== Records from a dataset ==
------------------------------

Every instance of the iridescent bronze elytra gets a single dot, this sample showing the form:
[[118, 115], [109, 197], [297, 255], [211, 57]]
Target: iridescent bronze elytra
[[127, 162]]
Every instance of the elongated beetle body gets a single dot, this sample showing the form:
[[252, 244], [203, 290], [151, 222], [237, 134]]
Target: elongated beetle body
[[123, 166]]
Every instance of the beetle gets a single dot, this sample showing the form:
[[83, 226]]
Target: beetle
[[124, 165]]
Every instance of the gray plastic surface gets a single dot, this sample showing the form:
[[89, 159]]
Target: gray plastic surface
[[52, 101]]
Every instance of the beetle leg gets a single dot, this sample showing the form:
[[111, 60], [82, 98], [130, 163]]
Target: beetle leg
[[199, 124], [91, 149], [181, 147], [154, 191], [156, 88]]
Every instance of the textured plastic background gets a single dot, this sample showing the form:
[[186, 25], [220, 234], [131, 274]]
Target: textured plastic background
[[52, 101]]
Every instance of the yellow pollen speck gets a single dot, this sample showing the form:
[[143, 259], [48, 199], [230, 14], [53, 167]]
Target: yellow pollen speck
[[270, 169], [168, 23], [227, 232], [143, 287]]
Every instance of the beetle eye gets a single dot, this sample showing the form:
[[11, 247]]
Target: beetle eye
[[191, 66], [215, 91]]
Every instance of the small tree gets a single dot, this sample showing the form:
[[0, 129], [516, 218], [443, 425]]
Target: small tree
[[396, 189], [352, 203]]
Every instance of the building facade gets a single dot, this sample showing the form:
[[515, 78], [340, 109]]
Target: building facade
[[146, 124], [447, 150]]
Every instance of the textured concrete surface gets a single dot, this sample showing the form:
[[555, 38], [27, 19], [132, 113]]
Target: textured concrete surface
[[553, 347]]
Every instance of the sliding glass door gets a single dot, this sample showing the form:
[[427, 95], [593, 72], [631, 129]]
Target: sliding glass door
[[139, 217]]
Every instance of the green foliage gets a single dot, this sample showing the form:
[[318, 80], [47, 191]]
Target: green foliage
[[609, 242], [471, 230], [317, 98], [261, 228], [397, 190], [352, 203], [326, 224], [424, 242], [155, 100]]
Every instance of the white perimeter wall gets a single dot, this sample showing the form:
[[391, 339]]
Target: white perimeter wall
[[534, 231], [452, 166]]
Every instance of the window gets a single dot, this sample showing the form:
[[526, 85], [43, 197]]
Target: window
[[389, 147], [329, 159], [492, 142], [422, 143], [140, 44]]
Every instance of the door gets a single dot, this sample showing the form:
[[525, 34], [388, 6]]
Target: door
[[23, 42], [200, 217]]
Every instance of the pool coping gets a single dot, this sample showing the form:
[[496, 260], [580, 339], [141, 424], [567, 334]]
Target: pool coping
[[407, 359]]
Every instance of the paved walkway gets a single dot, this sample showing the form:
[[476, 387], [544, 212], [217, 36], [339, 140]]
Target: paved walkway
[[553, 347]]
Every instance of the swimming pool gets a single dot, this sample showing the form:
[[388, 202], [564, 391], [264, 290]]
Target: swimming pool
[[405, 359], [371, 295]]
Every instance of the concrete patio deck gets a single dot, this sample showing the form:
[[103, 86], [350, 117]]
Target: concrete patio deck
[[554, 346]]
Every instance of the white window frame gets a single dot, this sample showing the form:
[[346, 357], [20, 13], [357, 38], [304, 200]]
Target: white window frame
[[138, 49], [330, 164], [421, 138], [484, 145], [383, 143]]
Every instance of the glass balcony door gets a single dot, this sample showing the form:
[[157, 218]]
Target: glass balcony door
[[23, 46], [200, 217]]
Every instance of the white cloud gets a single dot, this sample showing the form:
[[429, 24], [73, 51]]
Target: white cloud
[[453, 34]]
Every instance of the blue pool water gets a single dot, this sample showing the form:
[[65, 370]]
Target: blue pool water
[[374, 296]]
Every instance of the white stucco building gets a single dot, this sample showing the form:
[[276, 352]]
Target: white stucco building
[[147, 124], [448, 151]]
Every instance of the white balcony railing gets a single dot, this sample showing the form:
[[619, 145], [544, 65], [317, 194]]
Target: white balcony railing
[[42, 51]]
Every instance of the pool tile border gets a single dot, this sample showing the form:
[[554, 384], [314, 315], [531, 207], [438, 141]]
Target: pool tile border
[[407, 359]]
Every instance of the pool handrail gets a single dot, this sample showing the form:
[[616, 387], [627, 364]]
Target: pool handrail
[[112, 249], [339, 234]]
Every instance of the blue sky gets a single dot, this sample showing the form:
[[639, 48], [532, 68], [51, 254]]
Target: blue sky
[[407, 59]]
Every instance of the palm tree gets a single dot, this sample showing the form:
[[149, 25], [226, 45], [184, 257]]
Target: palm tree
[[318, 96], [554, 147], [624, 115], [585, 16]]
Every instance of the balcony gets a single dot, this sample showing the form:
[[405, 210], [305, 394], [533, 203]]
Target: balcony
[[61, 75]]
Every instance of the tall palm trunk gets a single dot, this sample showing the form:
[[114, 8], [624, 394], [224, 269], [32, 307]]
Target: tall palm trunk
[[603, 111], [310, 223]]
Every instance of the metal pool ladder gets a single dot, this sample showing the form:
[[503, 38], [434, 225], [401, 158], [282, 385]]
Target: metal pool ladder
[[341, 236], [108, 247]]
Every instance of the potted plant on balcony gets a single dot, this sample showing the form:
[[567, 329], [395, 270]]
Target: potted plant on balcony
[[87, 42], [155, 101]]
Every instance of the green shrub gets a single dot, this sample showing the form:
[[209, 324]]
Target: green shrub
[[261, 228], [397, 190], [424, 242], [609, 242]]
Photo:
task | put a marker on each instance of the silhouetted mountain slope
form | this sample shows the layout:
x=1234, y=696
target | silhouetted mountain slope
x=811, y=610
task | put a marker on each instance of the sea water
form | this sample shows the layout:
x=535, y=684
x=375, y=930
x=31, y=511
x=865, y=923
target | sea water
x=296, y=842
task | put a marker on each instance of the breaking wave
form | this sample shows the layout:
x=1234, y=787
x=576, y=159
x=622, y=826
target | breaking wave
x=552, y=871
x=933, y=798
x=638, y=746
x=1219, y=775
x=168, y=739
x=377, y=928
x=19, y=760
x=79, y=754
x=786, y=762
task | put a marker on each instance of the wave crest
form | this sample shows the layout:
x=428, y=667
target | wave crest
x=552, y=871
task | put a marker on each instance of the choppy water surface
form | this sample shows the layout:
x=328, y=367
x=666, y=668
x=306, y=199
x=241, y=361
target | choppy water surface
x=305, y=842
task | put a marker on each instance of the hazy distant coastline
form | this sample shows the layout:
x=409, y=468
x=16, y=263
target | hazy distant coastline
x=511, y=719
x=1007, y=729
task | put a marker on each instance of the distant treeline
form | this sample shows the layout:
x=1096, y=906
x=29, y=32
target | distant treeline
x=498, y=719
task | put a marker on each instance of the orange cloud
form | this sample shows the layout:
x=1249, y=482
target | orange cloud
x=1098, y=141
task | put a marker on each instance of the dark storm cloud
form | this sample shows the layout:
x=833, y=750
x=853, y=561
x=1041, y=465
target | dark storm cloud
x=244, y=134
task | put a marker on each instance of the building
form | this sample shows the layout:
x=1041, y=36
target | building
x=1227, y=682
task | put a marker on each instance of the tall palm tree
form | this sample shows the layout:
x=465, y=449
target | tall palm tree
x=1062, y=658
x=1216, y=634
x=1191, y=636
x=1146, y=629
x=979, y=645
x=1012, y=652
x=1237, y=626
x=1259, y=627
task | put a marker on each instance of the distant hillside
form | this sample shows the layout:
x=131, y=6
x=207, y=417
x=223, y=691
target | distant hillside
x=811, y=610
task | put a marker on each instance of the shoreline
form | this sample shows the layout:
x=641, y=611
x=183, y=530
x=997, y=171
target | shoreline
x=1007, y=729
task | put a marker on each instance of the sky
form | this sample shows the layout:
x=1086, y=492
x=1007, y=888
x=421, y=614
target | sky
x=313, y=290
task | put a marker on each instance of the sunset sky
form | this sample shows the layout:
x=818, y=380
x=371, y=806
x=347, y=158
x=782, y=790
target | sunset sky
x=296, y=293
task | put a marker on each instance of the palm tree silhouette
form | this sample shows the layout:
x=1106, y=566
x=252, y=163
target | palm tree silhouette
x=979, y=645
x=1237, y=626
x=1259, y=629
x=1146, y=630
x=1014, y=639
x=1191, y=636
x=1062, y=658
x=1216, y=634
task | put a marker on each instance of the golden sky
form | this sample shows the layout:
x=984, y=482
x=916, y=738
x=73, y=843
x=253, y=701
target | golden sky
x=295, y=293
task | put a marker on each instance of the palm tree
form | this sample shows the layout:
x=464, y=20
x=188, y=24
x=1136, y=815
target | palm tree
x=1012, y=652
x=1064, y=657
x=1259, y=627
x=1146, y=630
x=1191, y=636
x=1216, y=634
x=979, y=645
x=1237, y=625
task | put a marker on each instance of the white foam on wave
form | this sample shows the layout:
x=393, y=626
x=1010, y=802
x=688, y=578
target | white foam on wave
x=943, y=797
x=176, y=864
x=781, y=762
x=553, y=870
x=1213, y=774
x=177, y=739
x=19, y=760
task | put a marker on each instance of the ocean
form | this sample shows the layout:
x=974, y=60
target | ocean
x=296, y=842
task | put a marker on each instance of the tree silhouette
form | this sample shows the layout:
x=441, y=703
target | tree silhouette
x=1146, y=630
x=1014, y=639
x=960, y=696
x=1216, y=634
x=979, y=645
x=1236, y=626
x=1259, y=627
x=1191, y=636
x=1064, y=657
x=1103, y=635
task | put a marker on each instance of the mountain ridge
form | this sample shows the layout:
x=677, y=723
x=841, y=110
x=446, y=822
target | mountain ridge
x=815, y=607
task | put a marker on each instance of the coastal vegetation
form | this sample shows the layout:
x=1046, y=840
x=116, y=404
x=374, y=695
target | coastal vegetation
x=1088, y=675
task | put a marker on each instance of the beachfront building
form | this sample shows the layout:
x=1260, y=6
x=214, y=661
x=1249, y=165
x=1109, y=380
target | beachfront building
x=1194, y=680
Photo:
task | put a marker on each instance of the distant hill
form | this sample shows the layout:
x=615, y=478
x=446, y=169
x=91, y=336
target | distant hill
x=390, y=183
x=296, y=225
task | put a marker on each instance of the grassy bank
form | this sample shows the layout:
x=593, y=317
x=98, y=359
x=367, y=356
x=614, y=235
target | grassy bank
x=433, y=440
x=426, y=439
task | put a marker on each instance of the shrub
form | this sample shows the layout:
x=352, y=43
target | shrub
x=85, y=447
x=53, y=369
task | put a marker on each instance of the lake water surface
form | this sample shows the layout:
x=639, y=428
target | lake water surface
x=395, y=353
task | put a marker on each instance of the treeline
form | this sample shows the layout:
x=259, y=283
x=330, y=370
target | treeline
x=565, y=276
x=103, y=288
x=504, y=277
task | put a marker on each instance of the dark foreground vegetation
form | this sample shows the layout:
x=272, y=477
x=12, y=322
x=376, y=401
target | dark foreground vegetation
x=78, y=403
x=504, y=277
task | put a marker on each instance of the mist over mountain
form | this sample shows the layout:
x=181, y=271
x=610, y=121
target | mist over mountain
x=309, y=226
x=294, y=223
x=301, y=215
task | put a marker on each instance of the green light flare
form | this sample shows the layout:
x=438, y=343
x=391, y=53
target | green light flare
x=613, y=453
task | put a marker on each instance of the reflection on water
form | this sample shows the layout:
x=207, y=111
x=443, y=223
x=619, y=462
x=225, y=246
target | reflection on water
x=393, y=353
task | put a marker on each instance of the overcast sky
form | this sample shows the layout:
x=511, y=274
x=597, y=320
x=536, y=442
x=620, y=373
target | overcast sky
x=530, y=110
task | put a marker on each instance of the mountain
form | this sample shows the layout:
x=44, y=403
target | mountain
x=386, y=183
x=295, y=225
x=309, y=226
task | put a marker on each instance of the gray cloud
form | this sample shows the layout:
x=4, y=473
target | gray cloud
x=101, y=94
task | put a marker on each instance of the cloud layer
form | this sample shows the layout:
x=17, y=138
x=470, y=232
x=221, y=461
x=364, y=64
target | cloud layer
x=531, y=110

------------------------------

== What is expected ==
Each line from the one with "x=12, y=322" through the end of the entries above must be set down exactly, both end lines included, and no other line may appear.

== Written answer ==
x=12, y=322
x=376, y=401
target | dark foreground vegetation
x=78, y=403
x=504, y=277
task | put a marker on each instance of the mist over mountain
form | this sample shows the layout:
x=181, y=271
x=610, y=121
target | mist over mountain
x=309, y=226
x=294, y=223
x=301, y=215
task | put a marker on each instance of the green light flare
form | this sample shows the layout:
x=438, y=343
x=391, y=53
target | green light flare
x=613, y=453
task | put a marker on each instance of the reflection on water
form | this sample shows the layout:
x=207, y=111
x=443, y=223
x=619, y=462
x=225, y=246
target | reflection on water
x=393, y=353
task | put a marker on each instance of the overcast sky
form | this sample shows the layout:
x=511, y=274
x=597, y=320
x=536, y=442
x=620, y=373
target | overcast sky
x=530, y=110
task | put a marker on each instance of the mountain
form | this sample shows the layout:
x=44, y=403
target | mountain
x=386, y=183
x=295, y=225
x=309, y=226
task | put a marker on each instance of the gray cloud
form | this sample shows the layout:
x=4, y=473
target | gray cloud
x=101, y=94
task | put a marker on each instance of the cloud layer
form | this sample shows the layout:
x=17, y=138
x=470, y=232
x=221, y=461
x=364, y=64
target | cloud layer
x=531, y=110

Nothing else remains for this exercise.